ZU ERLEDIGEN.
(a) Schreibe den Text zum Ordoliberalismus ab den Worten „Zunächst: Ordoliberalismus geht“ bis einschließlich „beeinflussende) Aktivität erreichbar.“ neu und setze dabei „Unordnung“ an die Stelle von „Chaos“.
(b) Führe den Text zum Ordoliberalismus im Anschluss an seinen letzten Satz weiter.

═════ TEXTAUSZUG

Die sieben Fragen zur Ordo
Viele grundsätzliche Fragen werden m.E. zu selten gestellt. Aber auch nicht gestellte Fragen können Wert haben – was ich hier belegen möchte.*
Was ist „Ordoliberalismus“ – wofür ist das gut?
Zunächst: Ordoliberalismus geht im Gegensatz zu Libertären und zu reinen Liberalen davon aus, dass Chaos und Ungerechtigkeit das Ergebnis anarchistischer Gesellschaftsgestaltung wären, z.B. die Diktatur des Kapitals. Eine gute, d.h. auf Schaffung von Frieden, Freiheit, Wohlstand und Gerechtigkeit orientierte Staats- und Wirtschaftsordnung ist nur durch intensive politische (d.h. die Gestaltung des Gemeinwesen beeinflussende) Aktivität erreichbar.
Hierfür benötigt es eine „Ordo“ – ein ordnendes Strukturprinzip. Auch der totalitäre Bürokratismus unter Stalin hat seine Ordo. Ein Ordo-Liberaler bevorzugt allerdings möglichst freiheitliche und Menschenwürde achtende Gestaltungen der Ordo.

══════════
═════ DATENSÄTZE

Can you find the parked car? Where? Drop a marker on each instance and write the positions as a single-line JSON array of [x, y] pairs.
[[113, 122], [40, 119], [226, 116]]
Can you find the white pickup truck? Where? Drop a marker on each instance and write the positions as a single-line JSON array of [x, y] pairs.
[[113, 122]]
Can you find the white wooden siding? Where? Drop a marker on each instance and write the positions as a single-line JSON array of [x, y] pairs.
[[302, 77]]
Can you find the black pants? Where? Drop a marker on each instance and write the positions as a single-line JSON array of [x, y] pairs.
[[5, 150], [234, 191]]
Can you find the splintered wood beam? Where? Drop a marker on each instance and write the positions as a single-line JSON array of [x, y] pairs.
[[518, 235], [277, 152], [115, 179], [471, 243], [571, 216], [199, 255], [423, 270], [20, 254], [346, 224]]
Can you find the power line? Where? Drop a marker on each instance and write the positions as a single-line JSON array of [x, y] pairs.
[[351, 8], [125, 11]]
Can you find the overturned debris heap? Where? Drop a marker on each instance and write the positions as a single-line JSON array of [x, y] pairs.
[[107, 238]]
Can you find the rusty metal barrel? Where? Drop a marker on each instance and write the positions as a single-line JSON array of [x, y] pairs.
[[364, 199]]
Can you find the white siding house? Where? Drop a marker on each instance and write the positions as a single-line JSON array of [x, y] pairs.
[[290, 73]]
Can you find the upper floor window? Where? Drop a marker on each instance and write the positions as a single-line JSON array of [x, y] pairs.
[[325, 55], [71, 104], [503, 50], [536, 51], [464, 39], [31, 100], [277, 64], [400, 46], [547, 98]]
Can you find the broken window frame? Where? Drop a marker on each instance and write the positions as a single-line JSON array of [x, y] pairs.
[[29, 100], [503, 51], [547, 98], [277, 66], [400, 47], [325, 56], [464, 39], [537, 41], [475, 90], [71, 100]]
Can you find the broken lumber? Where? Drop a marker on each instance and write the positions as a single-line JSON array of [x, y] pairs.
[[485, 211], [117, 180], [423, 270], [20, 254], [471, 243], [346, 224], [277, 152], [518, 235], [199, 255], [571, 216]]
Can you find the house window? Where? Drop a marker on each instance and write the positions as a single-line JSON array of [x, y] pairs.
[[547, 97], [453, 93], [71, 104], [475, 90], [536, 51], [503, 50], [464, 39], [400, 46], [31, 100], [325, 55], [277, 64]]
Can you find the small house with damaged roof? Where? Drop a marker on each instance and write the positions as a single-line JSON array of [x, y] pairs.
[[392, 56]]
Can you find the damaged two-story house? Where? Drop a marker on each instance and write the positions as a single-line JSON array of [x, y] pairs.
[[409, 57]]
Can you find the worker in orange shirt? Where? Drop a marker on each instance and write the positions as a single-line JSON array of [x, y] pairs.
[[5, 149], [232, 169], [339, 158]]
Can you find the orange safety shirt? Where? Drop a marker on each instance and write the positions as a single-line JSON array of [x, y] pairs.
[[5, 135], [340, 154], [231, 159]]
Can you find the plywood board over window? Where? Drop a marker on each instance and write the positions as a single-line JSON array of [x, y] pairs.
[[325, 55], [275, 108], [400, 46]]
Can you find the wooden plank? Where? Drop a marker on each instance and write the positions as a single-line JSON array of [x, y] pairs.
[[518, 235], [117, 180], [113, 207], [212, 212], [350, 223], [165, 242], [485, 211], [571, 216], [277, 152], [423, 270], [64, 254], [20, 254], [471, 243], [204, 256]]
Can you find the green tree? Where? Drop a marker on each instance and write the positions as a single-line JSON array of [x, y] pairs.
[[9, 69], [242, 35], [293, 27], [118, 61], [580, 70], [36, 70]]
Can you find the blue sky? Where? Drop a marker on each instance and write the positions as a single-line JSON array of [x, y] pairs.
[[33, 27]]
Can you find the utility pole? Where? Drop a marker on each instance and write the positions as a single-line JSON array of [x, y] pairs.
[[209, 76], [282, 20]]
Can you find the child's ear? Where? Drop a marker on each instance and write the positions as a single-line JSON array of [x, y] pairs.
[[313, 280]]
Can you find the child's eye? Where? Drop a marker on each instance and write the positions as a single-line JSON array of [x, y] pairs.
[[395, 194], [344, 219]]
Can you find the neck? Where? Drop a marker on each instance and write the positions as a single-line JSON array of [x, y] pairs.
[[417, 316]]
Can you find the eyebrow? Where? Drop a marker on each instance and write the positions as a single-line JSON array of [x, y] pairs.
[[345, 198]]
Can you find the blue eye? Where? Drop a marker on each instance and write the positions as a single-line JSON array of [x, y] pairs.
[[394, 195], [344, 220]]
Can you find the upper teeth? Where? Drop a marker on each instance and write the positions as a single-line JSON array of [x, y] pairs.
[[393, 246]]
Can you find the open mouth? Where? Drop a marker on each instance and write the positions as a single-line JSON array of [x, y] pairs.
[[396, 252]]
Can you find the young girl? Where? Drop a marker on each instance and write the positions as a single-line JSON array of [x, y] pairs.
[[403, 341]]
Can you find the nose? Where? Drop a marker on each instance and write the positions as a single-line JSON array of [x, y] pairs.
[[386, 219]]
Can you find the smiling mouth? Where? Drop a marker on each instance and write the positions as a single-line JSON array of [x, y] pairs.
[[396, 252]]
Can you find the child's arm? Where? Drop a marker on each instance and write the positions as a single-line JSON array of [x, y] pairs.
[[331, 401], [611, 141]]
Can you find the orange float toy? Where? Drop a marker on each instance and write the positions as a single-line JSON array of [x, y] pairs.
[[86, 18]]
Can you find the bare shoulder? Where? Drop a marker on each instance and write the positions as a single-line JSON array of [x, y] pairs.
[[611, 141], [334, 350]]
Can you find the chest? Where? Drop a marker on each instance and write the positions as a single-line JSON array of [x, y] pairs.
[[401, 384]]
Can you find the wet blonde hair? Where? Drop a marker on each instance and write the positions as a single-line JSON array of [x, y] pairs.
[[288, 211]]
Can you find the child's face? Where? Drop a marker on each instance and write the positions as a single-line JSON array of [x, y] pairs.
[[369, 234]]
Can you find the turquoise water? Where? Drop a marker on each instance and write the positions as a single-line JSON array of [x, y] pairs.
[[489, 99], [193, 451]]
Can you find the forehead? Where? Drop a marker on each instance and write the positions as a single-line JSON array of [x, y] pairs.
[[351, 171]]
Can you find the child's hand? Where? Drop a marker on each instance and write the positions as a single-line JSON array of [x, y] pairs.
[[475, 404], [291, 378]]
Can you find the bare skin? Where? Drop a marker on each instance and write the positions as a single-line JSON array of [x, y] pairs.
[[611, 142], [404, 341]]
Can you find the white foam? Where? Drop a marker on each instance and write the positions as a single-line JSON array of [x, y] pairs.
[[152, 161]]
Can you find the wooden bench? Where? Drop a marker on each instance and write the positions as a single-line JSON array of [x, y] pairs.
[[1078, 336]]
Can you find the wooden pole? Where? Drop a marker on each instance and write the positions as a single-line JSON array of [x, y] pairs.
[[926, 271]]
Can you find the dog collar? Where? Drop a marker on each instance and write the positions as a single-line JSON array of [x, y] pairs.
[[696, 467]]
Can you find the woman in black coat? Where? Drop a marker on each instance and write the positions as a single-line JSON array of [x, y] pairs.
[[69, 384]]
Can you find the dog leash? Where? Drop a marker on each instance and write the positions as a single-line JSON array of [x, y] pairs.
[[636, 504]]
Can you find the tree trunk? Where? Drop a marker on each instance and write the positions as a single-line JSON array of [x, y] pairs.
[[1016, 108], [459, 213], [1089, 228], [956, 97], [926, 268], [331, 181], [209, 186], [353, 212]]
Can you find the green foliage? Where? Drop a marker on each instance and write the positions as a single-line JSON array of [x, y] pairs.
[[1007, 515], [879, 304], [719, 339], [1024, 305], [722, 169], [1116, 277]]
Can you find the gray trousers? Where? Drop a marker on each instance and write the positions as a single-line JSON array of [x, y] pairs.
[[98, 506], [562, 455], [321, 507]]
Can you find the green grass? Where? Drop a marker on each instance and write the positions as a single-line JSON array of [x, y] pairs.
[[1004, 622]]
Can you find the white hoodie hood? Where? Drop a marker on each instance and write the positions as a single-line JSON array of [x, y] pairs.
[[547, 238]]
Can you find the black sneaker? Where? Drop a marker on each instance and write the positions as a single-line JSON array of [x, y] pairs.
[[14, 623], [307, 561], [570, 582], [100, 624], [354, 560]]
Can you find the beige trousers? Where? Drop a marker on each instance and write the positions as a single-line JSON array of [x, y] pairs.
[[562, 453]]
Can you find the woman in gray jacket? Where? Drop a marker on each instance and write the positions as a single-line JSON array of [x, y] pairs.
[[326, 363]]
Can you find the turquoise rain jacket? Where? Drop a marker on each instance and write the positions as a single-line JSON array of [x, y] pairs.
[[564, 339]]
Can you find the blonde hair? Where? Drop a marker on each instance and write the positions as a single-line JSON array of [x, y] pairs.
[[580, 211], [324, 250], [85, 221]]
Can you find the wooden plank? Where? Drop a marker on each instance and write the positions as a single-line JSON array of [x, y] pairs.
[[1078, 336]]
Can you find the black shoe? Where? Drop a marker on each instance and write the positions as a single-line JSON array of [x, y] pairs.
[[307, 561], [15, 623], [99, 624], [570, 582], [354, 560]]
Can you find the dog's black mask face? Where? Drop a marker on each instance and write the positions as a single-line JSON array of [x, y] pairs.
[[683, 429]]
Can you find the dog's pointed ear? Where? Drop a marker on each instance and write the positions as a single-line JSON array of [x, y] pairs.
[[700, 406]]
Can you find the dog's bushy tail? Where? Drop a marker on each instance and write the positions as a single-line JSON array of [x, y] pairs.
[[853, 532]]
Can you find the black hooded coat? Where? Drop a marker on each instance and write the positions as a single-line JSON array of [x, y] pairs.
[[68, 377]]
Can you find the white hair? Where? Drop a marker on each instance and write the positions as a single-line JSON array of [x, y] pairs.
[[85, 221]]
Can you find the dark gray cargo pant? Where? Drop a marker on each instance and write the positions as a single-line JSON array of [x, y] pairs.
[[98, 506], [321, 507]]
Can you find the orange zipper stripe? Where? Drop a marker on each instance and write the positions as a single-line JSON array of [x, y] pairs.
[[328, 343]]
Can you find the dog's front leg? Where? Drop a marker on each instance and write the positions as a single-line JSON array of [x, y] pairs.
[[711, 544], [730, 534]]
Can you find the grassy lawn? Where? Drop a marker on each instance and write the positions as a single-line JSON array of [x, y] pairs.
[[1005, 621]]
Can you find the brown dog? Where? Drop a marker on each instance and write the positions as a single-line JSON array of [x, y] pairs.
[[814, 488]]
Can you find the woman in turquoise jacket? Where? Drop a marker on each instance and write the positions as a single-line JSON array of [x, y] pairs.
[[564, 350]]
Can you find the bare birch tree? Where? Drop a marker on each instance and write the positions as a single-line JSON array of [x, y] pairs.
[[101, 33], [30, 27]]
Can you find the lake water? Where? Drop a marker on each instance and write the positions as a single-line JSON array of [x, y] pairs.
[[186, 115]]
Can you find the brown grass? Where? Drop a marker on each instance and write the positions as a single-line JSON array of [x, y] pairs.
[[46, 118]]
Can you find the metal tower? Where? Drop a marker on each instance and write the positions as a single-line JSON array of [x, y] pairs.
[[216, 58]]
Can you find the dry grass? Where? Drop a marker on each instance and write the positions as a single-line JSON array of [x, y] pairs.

══════════

ANTWORTEN.
(a)
Zunächst: Ordoliberalismus geht im Gegensatz zu Libertären und zu reinen Liberalen davon aus, dass Unordnung und Ungerechtigkeit das Ergebnis anarchistischer Gesellschaftsgestaltung wären, z.B. die Diktatur des Kapitals. Eine gute, d.h. auf Schaffung von Frieden, Freiheit, Wohlstand und Gerechtigkeit orientierte Staats- und Wirtschaftsordnung ist nur durch intensive politische (d.h. die Gestaltung des Gemeinwesen beeinflussende) Aktivität erreichbar.

(b)
Dies lässt aber Ziele, Art und Umfang einer Ordnungspolitik immer noch offen.
Die sieben Fragen zur Ordo
- (1) Was für eine Ordnung ist gewollt?
- (2) Worauf fußt die jeweils gewollte Ordnung?
- (3) Welchen Mängeln soll die gewollte Ordnung abhelfen?**
- (4) Welche Interessen werden durch die gewollte Ordnung gefördert?
- (5) Wie wird das Machtgleichgewicht durch die geschaffene Ordnung beeinflusst?
- (6) Wie wird der bürokratische Aufwand durch die angestrebte Ordnung beeinflusst?
- (7) Was für Leistungsanreize werden gesetzt – wie wird der wirtschaftliche Wettbewerb organisiert?
Ergänzend zu (5) kann man fragen, welche gesellschaftlichen Gruppen von einer Ordnung bzw. die Einflussnahme auf eine Ordnung profitieren.
Der Verzicht auf ausgleichende Ordo läuft häufig auf das Recht des Stärkeren hinaus.
Wonach strebt ein Ordoliberaler?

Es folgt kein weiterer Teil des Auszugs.